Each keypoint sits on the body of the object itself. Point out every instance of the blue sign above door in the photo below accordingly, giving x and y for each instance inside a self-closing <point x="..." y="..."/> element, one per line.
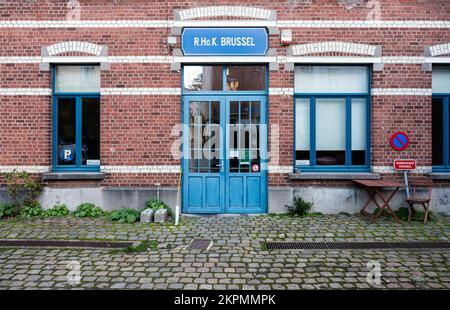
<point x="224" y="41"/>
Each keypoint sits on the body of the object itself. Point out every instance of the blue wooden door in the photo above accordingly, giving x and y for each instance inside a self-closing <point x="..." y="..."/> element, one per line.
<point x="224" y="154"/>
<point x="246" y="154"/>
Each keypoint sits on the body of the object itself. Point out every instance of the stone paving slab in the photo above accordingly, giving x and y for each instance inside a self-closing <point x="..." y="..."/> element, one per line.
<point x="236" y="260"/>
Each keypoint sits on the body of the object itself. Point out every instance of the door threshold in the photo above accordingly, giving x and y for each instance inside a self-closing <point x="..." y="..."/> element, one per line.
<point x="223" y="215"/>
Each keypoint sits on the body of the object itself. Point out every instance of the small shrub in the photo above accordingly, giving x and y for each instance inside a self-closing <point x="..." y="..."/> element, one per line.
<point x="58" y="210"/>
<point x="6" y="209"/>
<point x="299" y="207"/>
<point x="344" y="213"/>
<point x="22" y="188"/>
<point x="124" y="215"/>
<point x="31" y="208"/>
<point x="156" y="204"/>
<point x="88" y="210"/>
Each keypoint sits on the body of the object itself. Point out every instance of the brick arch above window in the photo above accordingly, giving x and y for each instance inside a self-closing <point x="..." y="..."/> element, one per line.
<point x="232" y="11"/>
<point x="348" y="53"/>
<point x="334" y="47"/>
<point x="75" y="46"/>
<point x="74" y="52"/>
<point x="438" y="50"/>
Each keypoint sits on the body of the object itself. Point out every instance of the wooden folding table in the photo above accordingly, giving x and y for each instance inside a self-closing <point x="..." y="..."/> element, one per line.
<point x="373" y="188"/>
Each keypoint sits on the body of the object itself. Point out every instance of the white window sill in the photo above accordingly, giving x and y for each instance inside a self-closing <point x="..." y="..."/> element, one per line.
<point x="334" y="176"/>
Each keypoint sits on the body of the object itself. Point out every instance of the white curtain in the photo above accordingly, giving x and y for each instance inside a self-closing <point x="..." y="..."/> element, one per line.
<point x="331" y="79"/>
<point x="77" y="79"/>
<point x="441" y="79"/>
<point x="330" y="124"/>
<point x="358" y="124"/>
<point x="302" y="125"/>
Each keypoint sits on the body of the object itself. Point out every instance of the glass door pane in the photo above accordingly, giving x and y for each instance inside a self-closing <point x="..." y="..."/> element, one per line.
<point x="204" y="123"/>
<point x="244" y="131"/>
<point x="90" y="139"/>
<point x="66" y="131"/>
<point x="330" y="131"/>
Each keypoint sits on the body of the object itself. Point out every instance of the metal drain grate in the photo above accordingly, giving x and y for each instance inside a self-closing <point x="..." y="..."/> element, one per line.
<point x="200" y="244"/>
<point x="64" y="244"/>
<point x="356" y="245"/>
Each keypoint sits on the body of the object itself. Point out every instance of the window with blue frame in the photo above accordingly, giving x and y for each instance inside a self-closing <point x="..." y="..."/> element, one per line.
<point x="76" y="118"/>
<point x="441" y="119"/>
<point x="332" y="118"/>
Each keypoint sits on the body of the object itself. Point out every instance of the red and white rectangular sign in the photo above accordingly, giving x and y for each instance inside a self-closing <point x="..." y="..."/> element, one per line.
<point x="404" y="164"/>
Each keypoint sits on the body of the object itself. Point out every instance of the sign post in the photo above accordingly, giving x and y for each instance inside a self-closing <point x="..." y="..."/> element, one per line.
<point x="405" y="165"/>
<point x="399" y="141"/>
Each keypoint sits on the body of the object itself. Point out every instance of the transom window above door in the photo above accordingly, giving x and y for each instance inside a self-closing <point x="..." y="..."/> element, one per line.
<point x="225" y="78"/>
<point x="332" y="118"/>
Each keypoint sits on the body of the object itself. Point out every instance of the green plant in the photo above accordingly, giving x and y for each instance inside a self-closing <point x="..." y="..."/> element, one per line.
<point x="124" y="215"/>
<point x="299" y="207"/>
<point x="88" y="210"/>
<point x="403" y="213"/>
<point x="57" y="210"/>
<point x="22" y="188"/>
<point x="344" y="213"/>
<point x="156" y="204"/>
<point x="141" y="247"/>
<point x="31" y="208"/>
<point x="6" y="209"/>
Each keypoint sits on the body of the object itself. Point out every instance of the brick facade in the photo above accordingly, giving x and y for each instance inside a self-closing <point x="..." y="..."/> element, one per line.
<point x="141" y="98"/>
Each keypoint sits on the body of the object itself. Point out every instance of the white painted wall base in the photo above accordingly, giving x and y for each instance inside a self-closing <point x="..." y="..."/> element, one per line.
<point x="328" y="200"/>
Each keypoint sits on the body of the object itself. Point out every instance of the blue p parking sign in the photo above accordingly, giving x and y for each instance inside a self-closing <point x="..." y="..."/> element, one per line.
<point x="399" y="141"/>
<point x="66" y="154"/>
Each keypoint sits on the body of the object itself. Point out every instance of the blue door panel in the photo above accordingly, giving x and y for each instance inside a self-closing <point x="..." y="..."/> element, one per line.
<point x="236" y="193"/>
<point x="195" y="191"/>
<point x="212" y="185"/>
<point x="221" y="191"/>
<point x="253" y="192"/>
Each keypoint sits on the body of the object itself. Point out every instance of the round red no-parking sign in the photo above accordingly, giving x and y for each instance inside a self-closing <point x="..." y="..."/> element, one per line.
<point x="399" y="141"/>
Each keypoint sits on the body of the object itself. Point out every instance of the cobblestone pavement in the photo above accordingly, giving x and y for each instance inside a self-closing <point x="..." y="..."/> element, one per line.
<point x="236" y="260"/>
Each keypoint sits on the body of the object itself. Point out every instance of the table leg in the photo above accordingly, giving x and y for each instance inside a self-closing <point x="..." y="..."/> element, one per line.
<point x="386" y="205"/>
<point x="372" y="198"/>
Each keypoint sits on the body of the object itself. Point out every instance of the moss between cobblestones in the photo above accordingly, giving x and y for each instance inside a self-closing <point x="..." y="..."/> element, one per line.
<point x="141" y="247"/>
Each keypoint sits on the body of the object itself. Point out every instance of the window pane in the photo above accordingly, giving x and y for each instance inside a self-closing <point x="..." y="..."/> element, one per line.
<point x="438" y="131"/>
<point x="302" y="131"/>
<point x="77" y="79"/>
<point x="199" y="120"/>
<point x="441" y="79"/>
<point x="246" y="78"/>
<point x="330" y="131"/>
<point x="255" y="157"/>
<point x="202" y="78"/>
<point x="90" y="149"/>
<point x="331" y="79"/>
<point x="234" y="132"/>
<point x="66" y="131"/>
<point x="359" y="131"/>
<point x="214" y="137"/>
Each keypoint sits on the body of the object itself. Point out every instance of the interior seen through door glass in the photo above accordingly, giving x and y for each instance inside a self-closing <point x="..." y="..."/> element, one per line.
<point x="202" y="78"/>
<point x="246" y="78"/>
<point x="66" y="131"/>
<point x="205" y="136"/>
<point x="437" y="131"/>
<point x="90" y="150"/>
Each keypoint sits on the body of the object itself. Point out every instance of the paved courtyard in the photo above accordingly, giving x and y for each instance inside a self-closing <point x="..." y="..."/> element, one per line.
<point x="236" y="260"/>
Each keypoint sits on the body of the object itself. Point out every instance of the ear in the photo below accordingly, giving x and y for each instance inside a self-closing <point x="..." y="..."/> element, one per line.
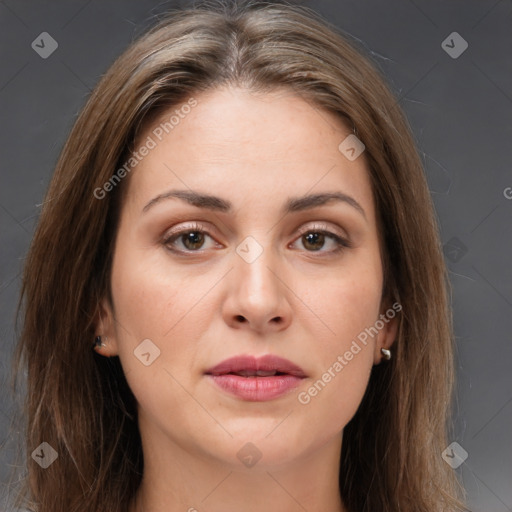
<point x="388" y="322"/>
<point x="105" y="328"/>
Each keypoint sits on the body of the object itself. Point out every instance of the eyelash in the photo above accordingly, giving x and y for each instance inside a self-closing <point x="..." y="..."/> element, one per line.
<point x="342" y="243"/>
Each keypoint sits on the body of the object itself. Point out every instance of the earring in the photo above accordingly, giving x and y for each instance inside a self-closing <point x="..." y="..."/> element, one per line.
<point x="97" y="342"/>
<point x="386" y="354"/>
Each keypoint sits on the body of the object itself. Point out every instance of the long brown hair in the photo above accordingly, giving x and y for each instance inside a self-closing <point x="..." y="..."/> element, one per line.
<point x="80" y="404"/>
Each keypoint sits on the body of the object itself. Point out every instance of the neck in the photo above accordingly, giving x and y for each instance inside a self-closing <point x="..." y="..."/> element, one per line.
<point x="175" y="479"/>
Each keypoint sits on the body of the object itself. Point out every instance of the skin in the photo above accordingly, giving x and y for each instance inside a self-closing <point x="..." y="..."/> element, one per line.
<point x="200" y="308"/>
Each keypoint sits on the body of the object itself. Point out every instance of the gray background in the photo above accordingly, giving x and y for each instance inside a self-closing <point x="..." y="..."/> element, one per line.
<point x="460" y="110"/>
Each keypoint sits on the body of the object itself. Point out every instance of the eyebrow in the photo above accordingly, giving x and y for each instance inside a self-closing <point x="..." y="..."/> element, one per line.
<point x="215" y="203"/>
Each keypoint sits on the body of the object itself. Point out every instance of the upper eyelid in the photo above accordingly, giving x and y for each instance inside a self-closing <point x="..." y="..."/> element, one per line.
<point x="198" y="226"/>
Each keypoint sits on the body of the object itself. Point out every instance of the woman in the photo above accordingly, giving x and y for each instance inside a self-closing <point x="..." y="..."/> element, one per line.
<point x="239" y="226"/>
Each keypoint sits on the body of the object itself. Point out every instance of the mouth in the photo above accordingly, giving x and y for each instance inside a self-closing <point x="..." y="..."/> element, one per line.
<point x="256" y="379"/>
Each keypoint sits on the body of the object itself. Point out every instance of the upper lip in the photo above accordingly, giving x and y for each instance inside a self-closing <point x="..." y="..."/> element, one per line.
<point x="246" y="364"/>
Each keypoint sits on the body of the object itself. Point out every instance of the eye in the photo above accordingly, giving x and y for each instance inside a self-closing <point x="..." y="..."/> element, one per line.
<point x="320" y="239"/>
<point x="188" y="239"/>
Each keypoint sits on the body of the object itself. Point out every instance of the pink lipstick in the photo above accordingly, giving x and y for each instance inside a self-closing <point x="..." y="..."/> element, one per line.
<point x="256" y="379"/>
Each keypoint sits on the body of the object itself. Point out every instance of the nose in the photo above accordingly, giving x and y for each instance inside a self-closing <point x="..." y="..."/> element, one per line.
<point x="258" y="298"/>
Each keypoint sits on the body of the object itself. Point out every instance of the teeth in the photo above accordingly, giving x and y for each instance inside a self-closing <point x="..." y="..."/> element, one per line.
<point x="258" y="373"/>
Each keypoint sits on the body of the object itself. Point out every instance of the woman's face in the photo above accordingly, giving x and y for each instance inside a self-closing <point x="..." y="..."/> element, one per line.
<point x="246" y="231"/>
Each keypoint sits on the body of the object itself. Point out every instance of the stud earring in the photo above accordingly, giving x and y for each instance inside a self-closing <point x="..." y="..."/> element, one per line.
<point x="386" y="354"/>
<point x="98" y="343"/>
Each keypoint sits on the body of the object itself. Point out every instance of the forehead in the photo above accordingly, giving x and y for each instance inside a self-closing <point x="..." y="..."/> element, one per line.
<point x="251" y="145"/>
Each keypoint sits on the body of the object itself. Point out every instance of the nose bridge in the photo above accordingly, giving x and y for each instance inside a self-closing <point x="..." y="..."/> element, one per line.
<point x="253" y="267"/>
<point x="257" y="297"/>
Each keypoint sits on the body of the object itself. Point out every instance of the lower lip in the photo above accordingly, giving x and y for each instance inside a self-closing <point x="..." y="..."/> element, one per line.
<point x="256" y="389"/>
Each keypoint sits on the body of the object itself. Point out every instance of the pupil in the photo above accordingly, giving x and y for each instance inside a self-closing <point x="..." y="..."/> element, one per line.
<point x="193" y="240"/>
<point x="314" y="240"/>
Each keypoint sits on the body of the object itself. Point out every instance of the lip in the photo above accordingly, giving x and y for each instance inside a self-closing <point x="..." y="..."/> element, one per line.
<point x="256" y="388"/>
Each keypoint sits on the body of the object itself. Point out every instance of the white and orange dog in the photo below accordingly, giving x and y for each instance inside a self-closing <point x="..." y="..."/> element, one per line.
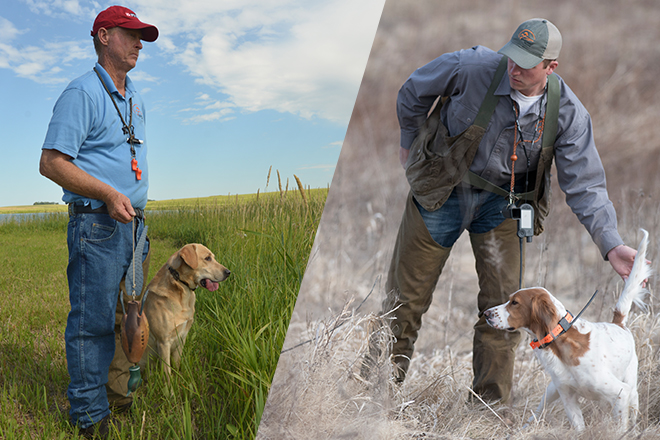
<point x="593" y="360"/>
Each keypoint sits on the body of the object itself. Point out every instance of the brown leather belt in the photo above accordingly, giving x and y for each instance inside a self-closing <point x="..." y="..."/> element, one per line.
<point x="103" y="209"/>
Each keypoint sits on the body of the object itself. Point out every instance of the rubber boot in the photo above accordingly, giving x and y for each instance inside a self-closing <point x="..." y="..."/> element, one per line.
<point x="497" y="255"/>
<point x="416" y="265"/>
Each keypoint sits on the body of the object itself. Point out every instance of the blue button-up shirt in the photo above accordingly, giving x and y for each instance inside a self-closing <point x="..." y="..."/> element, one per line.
<point x="86" y="126"/>
<point x="464" y="77"/>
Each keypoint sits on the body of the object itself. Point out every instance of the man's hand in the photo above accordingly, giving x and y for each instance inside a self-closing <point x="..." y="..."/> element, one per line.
<point x="403" y="156"/>
<point x="622" y="258"/>
<point x="119" y="207"/>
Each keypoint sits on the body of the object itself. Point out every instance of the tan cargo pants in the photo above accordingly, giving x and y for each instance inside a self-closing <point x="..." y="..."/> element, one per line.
<point x="416" y="265"/>
<point x="118" y="375"/>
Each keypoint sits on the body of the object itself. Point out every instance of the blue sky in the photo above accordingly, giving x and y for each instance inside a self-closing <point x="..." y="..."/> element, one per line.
<point x="231" y="87"/>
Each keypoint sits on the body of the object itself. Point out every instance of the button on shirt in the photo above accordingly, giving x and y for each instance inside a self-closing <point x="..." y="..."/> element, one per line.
<point x="464" y="77"/>
<point x="85" y="125"/>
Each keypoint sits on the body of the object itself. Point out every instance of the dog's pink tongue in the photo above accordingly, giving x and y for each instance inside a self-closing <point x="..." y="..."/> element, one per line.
<point x="211" y="285"/>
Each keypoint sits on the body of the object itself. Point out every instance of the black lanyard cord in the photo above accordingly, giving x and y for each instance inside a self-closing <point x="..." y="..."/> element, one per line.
<point x="127" y="129"/>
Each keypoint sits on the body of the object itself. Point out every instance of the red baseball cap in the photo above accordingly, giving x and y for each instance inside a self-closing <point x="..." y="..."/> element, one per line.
<point x="119" y="16"/>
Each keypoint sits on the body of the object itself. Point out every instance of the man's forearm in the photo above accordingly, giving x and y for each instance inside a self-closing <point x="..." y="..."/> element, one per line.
<point x="58" y="167"/>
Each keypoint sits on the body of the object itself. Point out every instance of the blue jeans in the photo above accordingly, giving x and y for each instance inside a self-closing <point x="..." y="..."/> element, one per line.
<point x="100" y="251"/>
<point x="475" y="210"/>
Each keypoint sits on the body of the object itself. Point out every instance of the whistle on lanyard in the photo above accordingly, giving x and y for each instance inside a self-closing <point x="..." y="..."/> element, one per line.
<point x="138" y="172"/>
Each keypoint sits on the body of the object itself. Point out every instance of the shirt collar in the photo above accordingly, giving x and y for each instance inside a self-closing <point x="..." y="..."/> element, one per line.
<point x="130" y="90"/>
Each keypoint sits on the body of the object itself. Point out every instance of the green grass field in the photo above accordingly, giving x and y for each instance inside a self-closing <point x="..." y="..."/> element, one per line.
<point x="233" y="348"/>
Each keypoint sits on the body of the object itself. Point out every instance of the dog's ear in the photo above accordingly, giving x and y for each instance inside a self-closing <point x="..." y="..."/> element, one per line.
<point x="189" y="255"/>
<point x="542" y="314"/>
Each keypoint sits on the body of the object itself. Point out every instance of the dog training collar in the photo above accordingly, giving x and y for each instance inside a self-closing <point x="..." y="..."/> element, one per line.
<point x="177" y="277"/>
<point x="564" y="324"/>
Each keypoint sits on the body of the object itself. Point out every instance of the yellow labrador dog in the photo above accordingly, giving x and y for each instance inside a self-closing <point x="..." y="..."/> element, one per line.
<point x="170" y="303"/>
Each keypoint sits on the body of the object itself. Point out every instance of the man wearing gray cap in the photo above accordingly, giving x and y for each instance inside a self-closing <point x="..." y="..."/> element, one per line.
<point x="499" y="120"/>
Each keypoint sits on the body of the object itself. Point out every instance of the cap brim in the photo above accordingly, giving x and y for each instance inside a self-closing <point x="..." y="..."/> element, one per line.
<point x="519" y="56"/>
<point x="149" y="32"/>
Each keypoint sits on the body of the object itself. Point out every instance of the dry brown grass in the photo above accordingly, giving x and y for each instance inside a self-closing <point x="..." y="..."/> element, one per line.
<point x="610" y="59"/>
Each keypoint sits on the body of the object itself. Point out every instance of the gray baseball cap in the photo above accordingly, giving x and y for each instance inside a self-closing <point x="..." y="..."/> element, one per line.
<point x="534" y="41"/>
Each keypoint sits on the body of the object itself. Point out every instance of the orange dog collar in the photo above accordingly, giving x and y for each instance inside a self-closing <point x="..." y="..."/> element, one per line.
<point x="560" y="329"/>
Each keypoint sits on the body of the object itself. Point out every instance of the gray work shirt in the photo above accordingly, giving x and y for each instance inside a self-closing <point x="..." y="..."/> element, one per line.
<point x="464" y="77"/>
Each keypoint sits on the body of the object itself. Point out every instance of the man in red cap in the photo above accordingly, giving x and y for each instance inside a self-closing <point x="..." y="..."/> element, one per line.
<point x="96" y="150"/>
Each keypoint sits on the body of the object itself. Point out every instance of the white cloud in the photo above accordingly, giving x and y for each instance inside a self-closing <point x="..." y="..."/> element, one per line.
<point x="298" y="56"/>
<point x="38" y="63"/>
<point x="304" y="57"/>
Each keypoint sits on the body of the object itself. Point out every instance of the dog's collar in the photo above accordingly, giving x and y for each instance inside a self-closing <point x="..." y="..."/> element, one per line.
<point x="177" y="277"/>
<point x="564" y="324"/>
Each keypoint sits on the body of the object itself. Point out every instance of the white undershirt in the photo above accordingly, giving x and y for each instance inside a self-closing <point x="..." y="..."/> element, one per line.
<point x="525" y="103"/>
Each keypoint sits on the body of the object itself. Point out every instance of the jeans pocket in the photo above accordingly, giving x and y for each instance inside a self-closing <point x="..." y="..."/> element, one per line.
<point x="102" y="228"/>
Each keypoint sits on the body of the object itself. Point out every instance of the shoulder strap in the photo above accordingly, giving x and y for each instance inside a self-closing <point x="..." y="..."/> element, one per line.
<point x="552" y="112"/>
<point x="490" y="101"/>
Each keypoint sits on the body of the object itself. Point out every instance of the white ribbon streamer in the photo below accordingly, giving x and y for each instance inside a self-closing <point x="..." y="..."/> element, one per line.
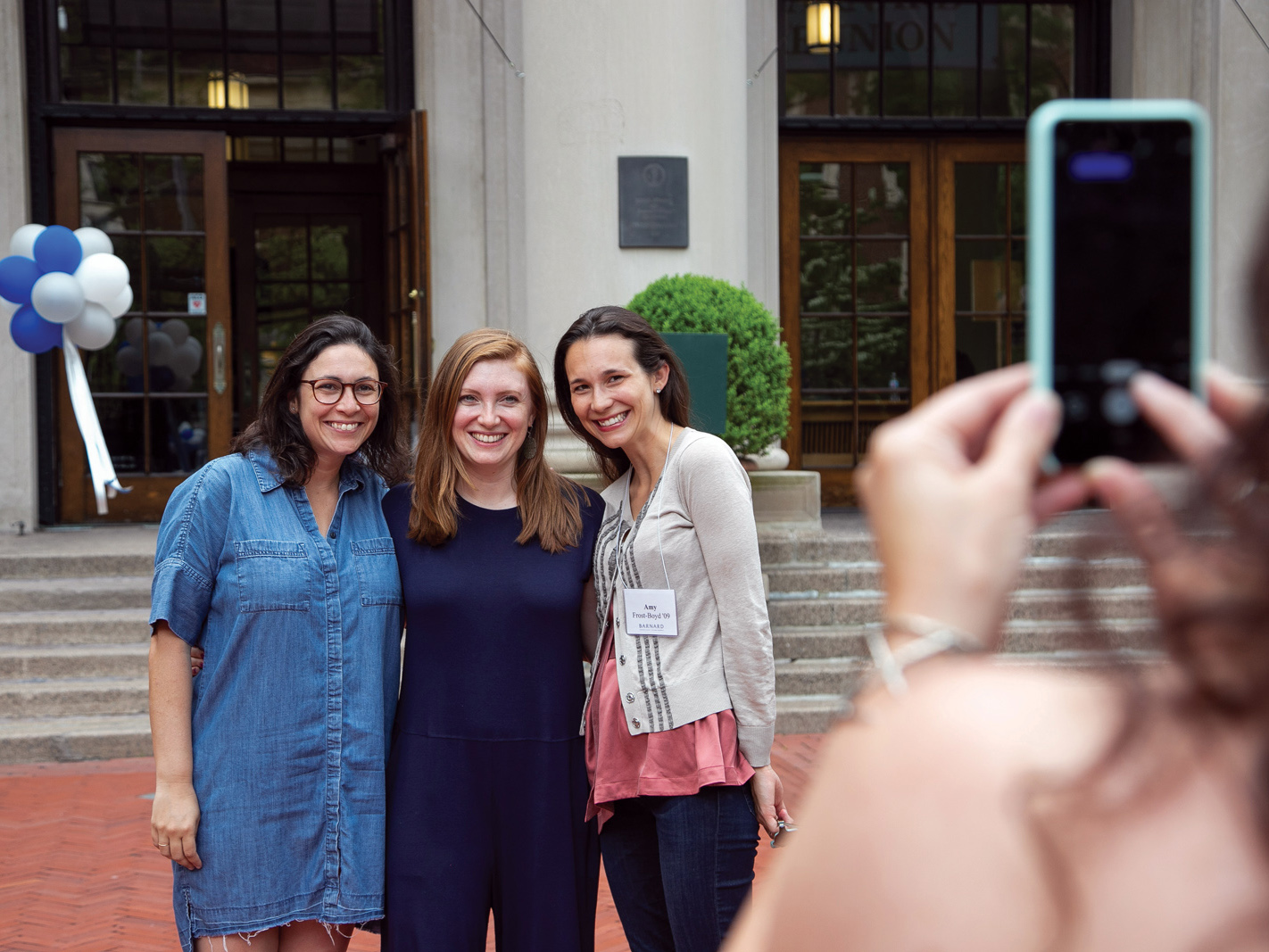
<point x="105" y="484"/>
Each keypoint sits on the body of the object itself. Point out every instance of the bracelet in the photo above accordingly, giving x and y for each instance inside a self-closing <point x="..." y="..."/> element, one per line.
<point x="933" y="637"/>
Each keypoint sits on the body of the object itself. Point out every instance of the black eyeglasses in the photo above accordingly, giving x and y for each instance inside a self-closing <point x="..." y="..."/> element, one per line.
<point x="328" y="390"/>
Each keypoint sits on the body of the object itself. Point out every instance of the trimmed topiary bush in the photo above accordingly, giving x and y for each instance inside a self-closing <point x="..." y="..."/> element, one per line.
<point x="758" y="365"/>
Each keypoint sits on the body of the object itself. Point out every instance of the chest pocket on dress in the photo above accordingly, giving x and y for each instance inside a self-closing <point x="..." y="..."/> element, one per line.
<point x="273" y="575"/>
<point x="377" y="571"/>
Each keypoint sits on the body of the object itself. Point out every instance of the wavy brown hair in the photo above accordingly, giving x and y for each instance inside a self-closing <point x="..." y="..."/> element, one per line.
<point x="550" y="504"/>
<point x="280" y="432"/>
<point x="650" y="352"/>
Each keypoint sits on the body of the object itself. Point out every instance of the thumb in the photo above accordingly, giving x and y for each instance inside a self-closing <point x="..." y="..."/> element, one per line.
<point x="1024" y="435"/>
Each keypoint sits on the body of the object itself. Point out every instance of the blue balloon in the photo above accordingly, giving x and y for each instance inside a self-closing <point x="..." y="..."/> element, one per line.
<point x="18" y="276"/>
<point x="57" y="250"/>
<point x="32" y="333"/>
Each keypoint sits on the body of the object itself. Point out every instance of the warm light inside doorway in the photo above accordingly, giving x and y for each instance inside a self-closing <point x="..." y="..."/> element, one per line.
<point x="823" y="27"/>
<point x="239" y="94"/>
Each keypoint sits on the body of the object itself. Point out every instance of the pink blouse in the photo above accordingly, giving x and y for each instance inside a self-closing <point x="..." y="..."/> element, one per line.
<point x="676" y="762"/>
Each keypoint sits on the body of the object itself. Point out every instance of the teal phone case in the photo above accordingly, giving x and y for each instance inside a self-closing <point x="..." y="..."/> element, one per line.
<point x="1040" y="219"/>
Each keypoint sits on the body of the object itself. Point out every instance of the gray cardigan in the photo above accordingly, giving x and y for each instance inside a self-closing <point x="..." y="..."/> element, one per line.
<point x="722" y="657"/>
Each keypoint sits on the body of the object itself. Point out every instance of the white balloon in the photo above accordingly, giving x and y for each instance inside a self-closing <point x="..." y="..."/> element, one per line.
<point x="120" y="305"/>
<point x="175" y="329"/>
<point x="94" y="242"/>
<point x="93" y="329"/>
<point x="129" y="360"/>
<point x="160" y="349"/>
<point x="136" y="327"/>
<point x="103" y="277"/>
<point x="23" y="242"/>
<point x="57" y="297"/>
<point x="186" y="360"/>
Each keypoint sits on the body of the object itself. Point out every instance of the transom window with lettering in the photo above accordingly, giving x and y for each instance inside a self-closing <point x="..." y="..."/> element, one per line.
<point x="222" y="54"/>
<point x="932" y="61"/>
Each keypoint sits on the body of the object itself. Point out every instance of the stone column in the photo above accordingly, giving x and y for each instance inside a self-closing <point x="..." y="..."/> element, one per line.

# # #

— INSTRUCTION —
Return precisely the lines of the records, starting with the line that holds "of the warm" and ending with the last one.

— RESPONSE TO THIS TASK —
Each keypoint sits on the body of the object itself. Point out every instance of the warm light inside doorway in the photo above accordingly, giving x and y for each instance inside a self-closing <point x="..." y="..."/> element, one per line.
<point x="823" y="27"/>
<point x="239" y="94"/>
Each keypoint sits on the body of the object itself. Point out every instance of the pink blouse in the photo above accordingly, giving x and y for each instance inside a self-closing <point x="..." y="..."/> element, one per line.
<point x="676" y="762"/>
Each keypoint sits on the body of the object itself. Point out every instance of the teal phone case in the photo above accordingly, giving x and y for each instance inside a self-closing <point x="..." y="..."/> element, one per line.
<point x="1040" y="219"/>
Each keypoint sits on the body of the object itself. Point out every instance of the gray cardigan in the photo above accordingly, giving x and y for each instance inside a self-closing <point x="..." y="..."/> element, one per line.
<point x="722" y="657"/>
Each keypoint sits on the body of the object itself. Point out every instance of the white balloon in the photo above accordingly, giving x and y for each instance inside a self-closing <point x="..." y="..."/> element, one per line.
<point x="120" y="305"/>
<point x="175" y="329"/>
<point x="94" y="242"/>
<point x="93" y="329"/>
<point x="129" y="360"/>
<point x="160" y="349"/>
<point x="136" y="327"/>
<point x="103" y="277"/>
<point x="23" y="242"/>
<point x="57" y="297"/>
<point x="186" y="360"/>
Each keypoint sits on the body of the object itself. Point out every instance of the transom window with lettering in the photo above accordingly, giving x and y for each instance inside a self-closing <point x="..." y="..."/> element, one per line.
<point x="222" y="54"/>
<point x="932" y="61"/>
Each keypoint sits on the body of the object itself. Point out every instance of the stone column in the photo above accordingly, giving x and y for each instance inside a self-closing <point x="..." y="..."/> element, one per line.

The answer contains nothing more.